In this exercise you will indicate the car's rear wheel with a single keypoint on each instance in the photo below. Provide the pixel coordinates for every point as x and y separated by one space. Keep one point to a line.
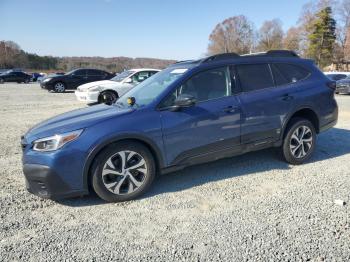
108 97
123 171
59 87
299 142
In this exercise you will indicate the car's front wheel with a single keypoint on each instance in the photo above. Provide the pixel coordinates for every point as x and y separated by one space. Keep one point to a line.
123 171
108 97
59 87
299 142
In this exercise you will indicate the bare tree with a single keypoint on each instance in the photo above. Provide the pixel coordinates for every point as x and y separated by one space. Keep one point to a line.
292 39
343 29
270 35
235 34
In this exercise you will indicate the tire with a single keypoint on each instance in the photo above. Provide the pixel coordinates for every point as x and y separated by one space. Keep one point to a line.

* * *

> Instructions to follow: Copy every record above exactly as written, but leave out the pictures.

> Solution:
In this exercise you will indicate the car's rear wheel with a single keypoint on each instance in the photo below. Provide the pixel coordinates for every point as x and y separated by one space. Keep one point to a line.
108 97
123 171
59 87
299 142
In this exercise you will indicate the car's front wheel with a single keypoint on each instance in the photo above. Provide the pixel coordinates for every point as x and y separated by one space. Keep one point to a line.
123 171
108 97
59 87
299 142
In this exercise you will indicate the bare tree with a single keypoint on each instance in the photo above. Provide the pixel coordinates for every point as x and y separated by one space. Keep one point to a line.
292 39
343 29
270 35
235 34
In this exercise you will indicate the tire with a single keypoint on each instance in the photo above. Provide the pixel coordinates for every point as x and y separated by one space. Keep one point to a line.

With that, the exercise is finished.